| The task |
The records below are to be retyped in full, without any alteration.

| Material provided |
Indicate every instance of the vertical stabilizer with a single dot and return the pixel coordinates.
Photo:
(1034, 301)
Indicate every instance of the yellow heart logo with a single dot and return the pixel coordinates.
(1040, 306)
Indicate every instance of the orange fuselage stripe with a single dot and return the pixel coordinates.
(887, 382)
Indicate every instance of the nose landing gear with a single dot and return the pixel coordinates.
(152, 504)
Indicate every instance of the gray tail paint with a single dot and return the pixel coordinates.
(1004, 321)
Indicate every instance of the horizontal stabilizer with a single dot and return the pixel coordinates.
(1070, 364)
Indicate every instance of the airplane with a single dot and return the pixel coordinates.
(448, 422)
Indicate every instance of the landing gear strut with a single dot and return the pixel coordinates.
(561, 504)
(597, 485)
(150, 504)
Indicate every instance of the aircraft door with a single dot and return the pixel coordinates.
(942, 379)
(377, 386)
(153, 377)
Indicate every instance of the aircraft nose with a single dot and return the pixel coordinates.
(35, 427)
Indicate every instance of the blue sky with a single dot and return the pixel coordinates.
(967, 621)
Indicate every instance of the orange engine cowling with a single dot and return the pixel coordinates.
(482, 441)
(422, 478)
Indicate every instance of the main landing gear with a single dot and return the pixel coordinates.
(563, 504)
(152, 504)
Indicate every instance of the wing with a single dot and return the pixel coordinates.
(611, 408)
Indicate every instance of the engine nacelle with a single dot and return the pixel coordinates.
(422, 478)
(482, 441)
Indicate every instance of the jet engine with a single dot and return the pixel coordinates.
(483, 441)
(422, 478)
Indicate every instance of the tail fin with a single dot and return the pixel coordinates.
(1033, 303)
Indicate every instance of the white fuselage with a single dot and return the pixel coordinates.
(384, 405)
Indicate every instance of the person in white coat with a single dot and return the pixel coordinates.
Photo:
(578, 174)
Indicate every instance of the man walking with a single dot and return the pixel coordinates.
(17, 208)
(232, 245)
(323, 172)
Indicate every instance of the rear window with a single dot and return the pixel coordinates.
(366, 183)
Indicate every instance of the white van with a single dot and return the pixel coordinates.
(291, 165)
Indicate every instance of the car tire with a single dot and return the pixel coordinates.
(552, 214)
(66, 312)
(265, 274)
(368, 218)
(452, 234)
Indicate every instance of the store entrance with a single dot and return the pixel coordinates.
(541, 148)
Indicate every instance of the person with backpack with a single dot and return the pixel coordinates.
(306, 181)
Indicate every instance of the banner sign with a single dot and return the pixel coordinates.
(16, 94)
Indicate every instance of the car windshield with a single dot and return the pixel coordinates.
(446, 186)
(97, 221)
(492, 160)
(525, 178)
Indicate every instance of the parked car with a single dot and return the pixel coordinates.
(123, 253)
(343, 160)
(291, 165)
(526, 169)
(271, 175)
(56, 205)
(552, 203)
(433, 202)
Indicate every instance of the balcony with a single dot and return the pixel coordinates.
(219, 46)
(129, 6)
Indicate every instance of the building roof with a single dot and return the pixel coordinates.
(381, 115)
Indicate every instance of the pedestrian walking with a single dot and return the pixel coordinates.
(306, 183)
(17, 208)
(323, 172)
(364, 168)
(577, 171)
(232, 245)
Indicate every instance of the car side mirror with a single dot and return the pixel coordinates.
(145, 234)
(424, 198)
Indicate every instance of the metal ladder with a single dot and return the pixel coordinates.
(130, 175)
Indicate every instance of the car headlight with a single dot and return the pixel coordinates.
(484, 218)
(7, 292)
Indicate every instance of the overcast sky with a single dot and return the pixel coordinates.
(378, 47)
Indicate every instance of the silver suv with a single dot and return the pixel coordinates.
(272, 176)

| Solution below |
Indicate every instance of the vertical stabilizer with a single dot and return the pixel coordinates.
Photo:
(1034, 301)
Indicate every instance of the yellow heart logo with a single dot and return the pixel coordinates.
(1040, 306)
Indicate every instance of the orange fuselage stripe with a single dot and return the pixel coordinates.
(887, 382)
Indicate every instance of the nose landing gear with a single dot and return the pixel coordinates.
(152, 504)
Indicate every instance of the gray tail paint with a single dot and return the pixel coordinates.
(1004, 321)
Indicate every instance of the horizontal stabilizer with a single dot and return the pixel coordinates.
(1070, 364)
Indicate every instance of the airplane with a single dot and return the pixel coordinates.
(448, 422)
Indicate every instance of the landing gear strut with a single dot and return the pixel coordinates.
(561, 504)
(597, 485)
(150, 504)
Indicate every instance of the aircraft door with a single dot and return the pixel coordinates.
(942, 379)
(377, 386)
(153, 377)
Indicate every instance of the aircraft nose with a single dot and return the pixel coordinates.
(35, 427)
Indicate every instance of the blue sky with a single dot and return the pixel coordinates.
(967, 621)
Indicate every instance of the orange engine cowling with a single dot and return the pixel coordinates.
(482, 441)
(422, 478)
Indicate every instance of the main landing gear with a single dot and return the pixel coordinates.
(563, 504)
(152, 504)
Indicate every instance of the wing with a single dot and return the pixel coordinates.
(611, 408)
Indicate every instance of the engine nacelle with a single dot and return the pixel coordinates.
(422, 478)
(482, 441)
Indicate every instance of the jet engine with a single dot and return the pixel coordinates.
(483, 441)
(422, 478)
Indicate every instance of the tail fin with a single dot and return the pixel coordinates.
(1033, 303)
Indicate every instance of the white fuselage with a single dot and return the pixel coordinates.
(384, 405)
Indicate every instance of the person in white coat with a single dot and return the pixel coordinates.
Photo:
(578, 174)
Indicate every instance of the man walking with a single dot and return the pixel coordinates.
(17, 208)
(232, 245)
(323, 172)
Indicate every instance of the rear window with a single dot and return the pixel coordinates.
(366, 183)
Indicate every instance of the white van with a single dot and return the pixel coordinates.
(291, 165)
Indicate every instance of the car tire with a single dot and return the pixel coordinates.
(552, 214)
(66, 312)
(265, 274)
(368, 218)
(452, 234)
Indicate every instance of the store entrance with a single dot and return the pixel coordinates.
(541, 148)
Indicate every instance of the person with backpack with a single dot and return the pixel coordinates.
(306, 181)
Indicate every instance of the banner sign with a single dot and return the pixel coordinates.
(16, 94)
Indicate every instance of the car windshield with a single dot and return the pixel coordinates.
(446, 186)
(97, 221)
(492, 160)
(525, 178)
Indicate every instance of the parked car with a single dot and return the pixel coordinates.
(123, 253)
(343, 160)
(291, 165)
(526, 169)
(271, 175)
(56, 205)
(552, 203)
(433, 202)
Indicate every instance of the balcony with a single dot and return the pixel coordinates.
(219, 46)
(129, 6)
Indicate every instance of the building roof with a single dot and return the pixel coordinates.
(381, 115)
Indicate every instance of the pedestrian walking with a single dot and return the pixel coordinates.
(306, 183)
(17, 208)
(323, 172)
(364, 168)
(577, 171)
(232, 245)
Indicate every instance of the car side mirror with a single dot and return the pixel coordinates.
(145, 234)
(424, 198)
Indicate every instance of the metal ladder with a single dot and return the pixel coordinates.
(130, 175)
Indicate every instance of the car headlight with a single dot and return the pixel coordinates.
(484, 218)
(7, 292)
Indicate every instance of the overcast sky with a single dot and return the pixel coordinates.
(378, 47)
Indicate every instance of the silver suv with a single dot and return the pixel coordinates.
(272, 176)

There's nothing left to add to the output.